### Selected excerpt

According to the EAU guideline, GC, PCG, MVAC, or high-dose MVAC with granulocyte colony-stimulating factor are recommended for above patients with normal renal function [17]. For patients with impaired renal function or whose performance status is unsatisfactory, using carboplatin is recommended instead of cisplatin.
Second-Line Chemotherapy
Second-line chemotherapy regimen for metastatic urothelial cancers remains controversial. Above all, vinflunine (VFL), a microtubule inhibitor, seems to be a reasonable second-line option for patients with progression after a platinum-containing regimen. In a randomized phase III study of VFL and best supportive care (BSC) versus BSC alone [25], VFL demonstrates a survival advantage in the eligible patient population without any harmful effect on quality of life. Currently, VFL is the only European Medicines Agency-approved agent in the second-line setting [17].
14.4.3 Surgery
Although role of surgery for liver metastases from colon cancer is well established [26], it is controversial in patients with metastatic non-colorectal cancer including urothelial cancers. Although a few cases of surgical intervention for liver metastasis, including a case of resection of solitary liver metastases without prior chemotherapy [27], have been reported, it is not generally considered the standard practice.

### Data extract

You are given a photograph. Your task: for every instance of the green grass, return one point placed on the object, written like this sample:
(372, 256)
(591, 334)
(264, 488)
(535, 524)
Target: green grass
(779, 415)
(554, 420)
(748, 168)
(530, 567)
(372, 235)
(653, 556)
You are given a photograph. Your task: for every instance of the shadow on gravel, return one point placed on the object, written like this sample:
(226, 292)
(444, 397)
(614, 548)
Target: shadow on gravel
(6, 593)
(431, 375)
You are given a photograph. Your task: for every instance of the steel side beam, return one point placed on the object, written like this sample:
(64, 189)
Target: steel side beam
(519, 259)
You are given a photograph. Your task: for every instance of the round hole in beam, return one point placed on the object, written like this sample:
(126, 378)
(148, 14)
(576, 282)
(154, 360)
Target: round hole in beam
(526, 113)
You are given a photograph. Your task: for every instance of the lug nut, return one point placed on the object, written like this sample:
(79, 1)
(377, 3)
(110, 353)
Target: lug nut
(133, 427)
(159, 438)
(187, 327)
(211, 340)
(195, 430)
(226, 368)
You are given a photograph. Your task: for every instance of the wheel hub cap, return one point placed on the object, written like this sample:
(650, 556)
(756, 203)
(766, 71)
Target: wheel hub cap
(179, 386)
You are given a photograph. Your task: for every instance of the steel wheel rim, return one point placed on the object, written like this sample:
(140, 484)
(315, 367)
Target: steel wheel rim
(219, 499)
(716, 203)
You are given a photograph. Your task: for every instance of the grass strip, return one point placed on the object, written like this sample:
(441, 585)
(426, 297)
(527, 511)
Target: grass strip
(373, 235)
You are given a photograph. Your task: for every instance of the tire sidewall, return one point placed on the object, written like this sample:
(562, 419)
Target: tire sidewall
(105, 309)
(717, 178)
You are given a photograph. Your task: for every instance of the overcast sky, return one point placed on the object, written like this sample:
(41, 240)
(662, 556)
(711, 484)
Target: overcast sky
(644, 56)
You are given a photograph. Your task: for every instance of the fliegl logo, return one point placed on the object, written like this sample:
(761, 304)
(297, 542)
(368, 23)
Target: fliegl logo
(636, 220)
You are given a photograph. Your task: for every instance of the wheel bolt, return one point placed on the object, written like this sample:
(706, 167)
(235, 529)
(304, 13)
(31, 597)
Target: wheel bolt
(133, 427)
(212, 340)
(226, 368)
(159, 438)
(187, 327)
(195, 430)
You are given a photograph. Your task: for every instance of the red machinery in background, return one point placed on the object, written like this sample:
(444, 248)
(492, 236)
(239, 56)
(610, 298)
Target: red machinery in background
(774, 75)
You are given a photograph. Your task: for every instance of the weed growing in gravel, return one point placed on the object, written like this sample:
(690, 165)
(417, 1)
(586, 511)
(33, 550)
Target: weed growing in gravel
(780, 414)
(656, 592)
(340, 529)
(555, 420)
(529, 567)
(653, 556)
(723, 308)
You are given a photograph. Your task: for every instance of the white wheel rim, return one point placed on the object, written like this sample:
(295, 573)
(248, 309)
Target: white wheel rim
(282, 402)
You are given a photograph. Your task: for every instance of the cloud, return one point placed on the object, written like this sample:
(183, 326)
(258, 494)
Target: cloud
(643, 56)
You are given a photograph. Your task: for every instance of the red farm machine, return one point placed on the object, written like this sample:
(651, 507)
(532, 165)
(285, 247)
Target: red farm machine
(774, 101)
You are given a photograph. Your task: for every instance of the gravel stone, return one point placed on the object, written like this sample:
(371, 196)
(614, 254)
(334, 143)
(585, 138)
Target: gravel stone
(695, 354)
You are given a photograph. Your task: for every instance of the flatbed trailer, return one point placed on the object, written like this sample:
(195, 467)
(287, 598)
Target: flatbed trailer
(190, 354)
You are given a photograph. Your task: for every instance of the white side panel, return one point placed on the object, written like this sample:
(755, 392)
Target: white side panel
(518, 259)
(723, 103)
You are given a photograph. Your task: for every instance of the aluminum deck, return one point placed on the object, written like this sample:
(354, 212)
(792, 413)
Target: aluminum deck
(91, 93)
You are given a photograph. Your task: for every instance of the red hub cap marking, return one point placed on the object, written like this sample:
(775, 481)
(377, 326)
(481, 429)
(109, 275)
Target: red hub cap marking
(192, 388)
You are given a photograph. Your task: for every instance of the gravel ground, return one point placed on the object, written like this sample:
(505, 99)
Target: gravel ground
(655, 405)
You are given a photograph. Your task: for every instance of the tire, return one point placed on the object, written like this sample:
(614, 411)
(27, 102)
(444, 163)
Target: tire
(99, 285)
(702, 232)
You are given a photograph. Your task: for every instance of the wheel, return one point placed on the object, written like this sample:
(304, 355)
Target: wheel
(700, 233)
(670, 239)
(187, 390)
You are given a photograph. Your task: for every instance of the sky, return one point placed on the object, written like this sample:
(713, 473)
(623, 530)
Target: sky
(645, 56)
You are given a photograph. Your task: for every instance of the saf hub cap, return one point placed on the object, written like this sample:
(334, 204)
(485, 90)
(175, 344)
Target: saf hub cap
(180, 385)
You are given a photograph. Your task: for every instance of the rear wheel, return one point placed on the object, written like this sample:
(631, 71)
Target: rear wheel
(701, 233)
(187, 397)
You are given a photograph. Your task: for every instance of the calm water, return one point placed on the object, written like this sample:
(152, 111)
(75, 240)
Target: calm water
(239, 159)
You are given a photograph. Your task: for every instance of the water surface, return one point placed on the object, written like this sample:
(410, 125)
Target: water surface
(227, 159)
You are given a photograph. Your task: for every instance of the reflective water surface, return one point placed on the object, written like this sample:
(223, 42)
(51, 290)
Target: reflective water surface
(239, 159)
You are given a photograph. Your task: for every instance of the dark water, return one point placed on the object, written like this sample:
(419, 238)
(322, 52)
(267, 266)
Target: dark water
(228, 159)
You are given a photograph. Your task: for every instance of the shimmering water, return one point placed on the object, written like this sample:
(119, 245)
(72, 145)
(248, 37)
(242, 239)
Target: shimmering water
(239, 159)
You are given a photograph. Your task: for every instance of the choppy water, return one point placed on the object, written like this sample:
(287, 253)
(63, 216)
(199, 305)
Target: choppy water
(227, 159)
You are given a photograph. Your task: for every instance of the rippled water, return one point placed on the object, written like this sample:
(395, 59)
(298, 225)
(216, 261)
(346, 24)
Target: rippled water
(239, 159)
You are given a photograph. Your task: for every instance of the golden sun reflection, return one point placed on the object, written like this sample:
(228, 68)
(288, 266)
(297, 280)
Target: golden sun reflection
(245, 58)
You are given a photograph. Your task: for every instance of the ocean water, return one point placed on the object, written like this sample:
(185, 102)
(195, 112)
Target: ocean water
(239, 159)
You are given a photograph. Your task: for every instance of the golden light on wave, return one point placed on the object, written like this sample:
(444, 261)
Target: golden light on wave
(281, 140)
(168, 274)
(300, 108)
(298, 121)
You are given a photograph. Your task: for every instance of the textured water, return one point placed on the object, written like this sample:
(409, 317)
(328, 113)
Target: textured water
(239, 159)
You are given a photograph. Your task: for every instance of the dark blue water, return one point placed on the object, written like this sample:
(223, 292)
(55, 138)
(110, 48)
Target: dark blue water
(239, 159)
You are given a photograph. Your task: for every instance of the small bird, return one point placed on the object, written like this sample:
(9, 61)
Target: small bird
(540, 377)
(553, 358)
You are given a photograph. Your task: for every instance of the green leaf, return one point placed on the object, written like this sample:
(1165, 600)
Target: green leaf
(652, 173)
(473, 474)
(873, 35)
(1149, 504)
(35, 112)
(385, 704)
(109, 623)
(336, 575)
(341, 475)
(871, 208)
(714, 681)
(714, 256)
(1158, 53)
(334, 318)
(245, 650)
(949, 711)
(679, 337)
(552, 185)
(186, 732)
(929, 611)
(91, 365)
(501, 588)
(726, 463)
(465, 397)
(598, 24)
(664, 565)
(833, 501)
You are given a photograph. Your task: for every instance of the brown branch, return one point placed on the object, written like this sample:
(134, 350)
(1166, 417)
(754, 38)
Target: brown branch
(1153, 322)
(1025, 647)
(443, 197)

### Task
Rewrite the excerpt on treating metastatic urothelial cancer, starting with "According to the" and going on through "instead of cisplatin.", and swap "renal function" for "kidney function" each time it appears.

### Output below
According to the EAU guideline, GC, PCG, MVAC, or high-dose MVAC with granulocyte colony-stimulating factor are recommended for above patients with normal kidney function [17]. For patients with impaired kidney function or whose performance status is unsatisfactory, using carboplatin is recommended instead of cisplatin.